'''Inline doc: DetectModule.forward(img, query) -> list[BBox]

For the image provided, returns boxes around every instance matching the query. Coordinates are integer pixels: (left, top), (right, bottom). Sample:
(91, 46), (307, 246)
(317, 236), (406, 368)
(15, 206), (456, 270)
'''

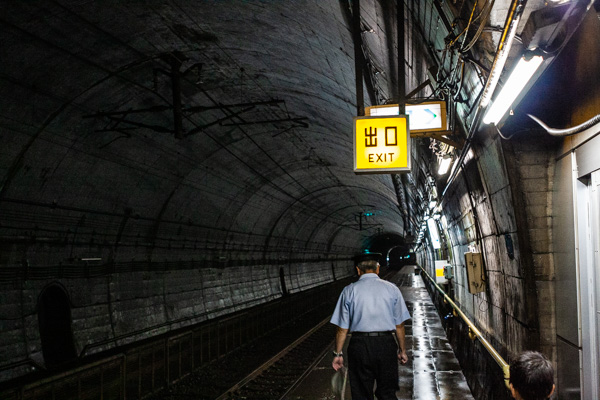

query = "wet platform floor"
(286, 266), (473, 400)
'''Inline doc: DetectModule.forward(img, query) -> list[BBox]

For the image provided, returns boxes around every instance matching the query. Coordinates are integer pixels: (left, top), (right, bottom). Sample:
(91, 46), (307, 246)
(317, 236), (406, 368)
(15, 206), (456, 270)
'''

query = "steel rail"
(215, 316), (331, 400)
(418, 265), (510, 389)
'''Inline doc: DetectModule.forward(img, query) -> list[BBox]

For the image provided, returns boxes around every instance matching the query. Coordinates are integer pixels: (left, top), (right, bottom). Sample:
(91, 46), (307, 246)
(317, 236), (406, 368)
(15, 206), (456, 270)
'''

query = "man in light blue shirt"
(330, 253), (410, 400)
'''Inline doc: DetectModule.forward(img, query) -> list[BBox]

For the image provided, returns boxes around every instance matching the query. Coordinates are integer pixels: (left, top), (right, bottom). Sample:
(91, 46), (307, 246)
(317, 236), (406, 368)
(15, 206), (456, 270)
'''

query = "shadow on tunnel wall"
(38, 284), (77, 369)
(423, 278), (512, 400)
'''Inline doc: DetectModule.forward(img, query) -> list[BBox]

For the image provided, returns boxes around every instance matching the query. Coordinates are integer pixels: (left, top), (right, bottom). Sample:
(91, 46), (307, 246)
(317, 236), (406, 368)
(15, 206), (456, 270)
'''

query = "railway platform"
(286, 265), (473, 400)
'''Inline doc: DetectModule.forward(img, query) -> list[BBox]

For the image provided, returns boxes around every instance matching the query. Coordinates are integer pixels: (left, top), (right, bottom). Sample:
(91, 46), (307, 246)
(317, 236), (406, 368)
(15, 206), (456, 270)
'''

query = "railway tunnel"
(0, 0), (600, 399)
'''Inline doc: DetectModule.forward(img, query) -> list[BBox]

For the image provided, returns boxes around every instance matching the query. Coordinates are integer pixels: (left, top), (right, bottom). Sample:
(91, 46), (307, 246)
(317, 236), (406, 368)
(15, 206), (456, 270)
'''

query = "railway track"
(217, 318), (335, 400)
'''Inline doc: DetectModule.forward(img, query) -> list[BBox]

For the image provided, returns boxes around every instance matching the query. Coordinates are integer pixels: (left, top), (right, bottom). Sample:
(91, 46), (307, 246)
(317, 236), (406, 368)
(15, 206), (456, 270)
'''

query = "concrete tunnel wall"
(0, 1), (600, 398)
(417, 13), (600, 399)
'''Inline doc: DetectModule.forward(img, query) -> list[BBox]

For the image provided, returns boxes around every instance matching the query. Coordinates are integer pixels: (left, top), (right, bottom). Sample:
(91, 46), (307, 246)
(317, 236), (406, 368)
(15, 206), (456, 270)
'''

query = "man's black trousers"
(348, 334), (398, 400)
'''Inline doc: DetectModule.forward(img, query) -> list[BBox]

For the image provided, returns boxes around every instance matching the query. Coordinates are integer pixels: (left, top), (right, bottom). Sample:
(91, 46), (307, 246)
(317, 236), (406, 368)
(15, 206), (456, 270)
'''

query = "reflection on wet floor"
(392, 266), (473, 400)
(286, 266), (473, 400)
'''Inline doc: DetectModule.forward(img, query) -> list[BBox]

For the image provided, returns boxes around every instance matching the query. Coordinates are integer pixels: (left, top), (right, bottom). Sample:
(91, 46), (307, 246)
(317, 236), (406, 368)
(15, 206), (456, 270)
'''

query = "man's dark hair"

==========

Turn all the records above into a numbered list with one line per item, skipping blank lines. Leave the pictures out of your answer.

1. '''Inline doc: DetectModule.forward(img, query) -> list[BBox]
2. For the image provided, returns boxes around every instance matching the query. Coordinates are integer pixels: (left, top), (right, bottom). Sample:
3. (91, 46), (307, 246)
4. (317, 236), (406, 368)
5. (15, 206), (456, 270)
6. '''
7. query = "wet platform floor"
8. (286, 266), (473, 400)
9. '''Inline doc: DetectModule.forward(img, query) -> list[BBox]
10. For the image provided, returns boxes around every instance matching the query. Coordinates are integer pixels: (left, top), (right, bottom). Sample:
11. (91, 46), (307, 246)
12. (317, 236), (406, 368)
13. (15, 206), (456, 270)
14. '''
15. query = "steel rail"
16. (215, 316), (331, 400)
17. (418, 265), (510, 389)
18. '''Inline doc: DetectModule.forward(img, query) -> list[BBox]
19. For the image provided, returns boxes around every instance matching the query. Coordinates are integer pixels: (left, top), (right, bottom). Sample:
20. (91, 46), (307, 246)
21. (317, 236), (406, 368)
22. (15, 206), (456, 270)
23. '''
24. query = "man in light blue shirt"
25. (330, 253), (410, 400)
26. '''Inline doc: DetectModule.forward(img, query) -> list[BBox]
27. For the image provided, returns boxes around every instance matching the query. Coordinates are integer pixels: (left, top), (right, bottom). Sample:
28. (91, 46), (307, 246)
29. (317, 236), (406, 368)
30. (15, 206), (456, 270)
31. '''
32. query = "shadow on tunnel wall"
33. (38, 284), (77, 369)
34. (423, 278), (512, 400)
35. '''Inline doc: DetectModule.forward(img, query) -> list[BBox]
36. For the image provided, returns boxes around every instance matching the query. Coordinates are integer pixels: (left, top), (right, bottom). Sample:
37. (91, 46), (307, 246)
38. (317, 236), (406, 368)
39. (15, 206), (456, 270)
40. '''
41. query = "railway platform"
42. (286, 265), (473, 400)
43. '''Inline doc: DetectModule.forward(img, query) -> list[BBox]
44. For the image provided, returns boxes around every instance matching the query. Coordinates are integer pixels: (left, top), (right, bottom). Sample:
45. (91, 46), (307, 246)
46. (317, 236), (406, 368)
47. (15, 206), (456, 270)
48. '''
49. query = "railway tunnel"
50. (0, 0), (600, 399)
51. '''Inline doc: DetectModule.forward(img, query) -> list[BBox]
52. For the image provided, returns boxes around every instance matching the query. Coordinates are integer pixels: (left, top), (right, bottom). Sample:
53. (91, 46), (307, 246)
54. (317, 236), (406, 368)
55. (15, 206), (456, 270)
56. '''
57. query = "railway track"
58. (217, 318), (335, 400)
59. '''Inline doc: DetectModule.forward(img, query) -> list[BBox]
60. For the image provided, returns boxes around every instance matching the query. Coordinates are integer pixels: (left, top), (right, bottom). Sample:
61. (91, 46), (307, 246)
62. (317, 236), (406, 368)
63. (15, 206), (456, 270)
64. '''
65. query = "concrete tunnel wall"
66. (0, 1), (600, 398)
67. (417, 13), (600, 399)
68. '''Inline doc: DetectModule.forward(img, query) -> list[BBox]
69. For the image provided, returns boxes around every instance matching the query. Coordinates are integer pixels: (left, top), (right, bottom). Sample:
70. (91, 46), (307, 246)
71. (317, 236), (406, 368)
72. (15, 206), (456, 270)
73. '''
74. query = "man's black trousers"
75. (348, 334), (398, 400)
76. '''Inline doc: DetectModule.forward(img, query) -> list[BBox]
77. For the image provided, returns boxes around every instance matching the query. Coordinates are integer pixels: (left, top), (right, bottom). Sample:
78. (91, 46), (307, 246)
79. (317, 236), (406, 368)
80. (15, 206), (456, 270)
81. '''
82. query = "reflection on wet floor"
83. (392, 266), (473, 400)
84. (286, 266), (473, 400)
85. '''Inline doc: DetectModule.forward(img, query) -> list[BBox]
86. For the image provided, returns boxes around every instance matching the query. Coordinates are integer pixels: (left, top), (right, bottom). Sample:
87. (91, 46), (307, 246)
88. (317, 236), (406, 368)
89. (15, 206), (456, 270)
90. '''
91. query = "man's dark hair"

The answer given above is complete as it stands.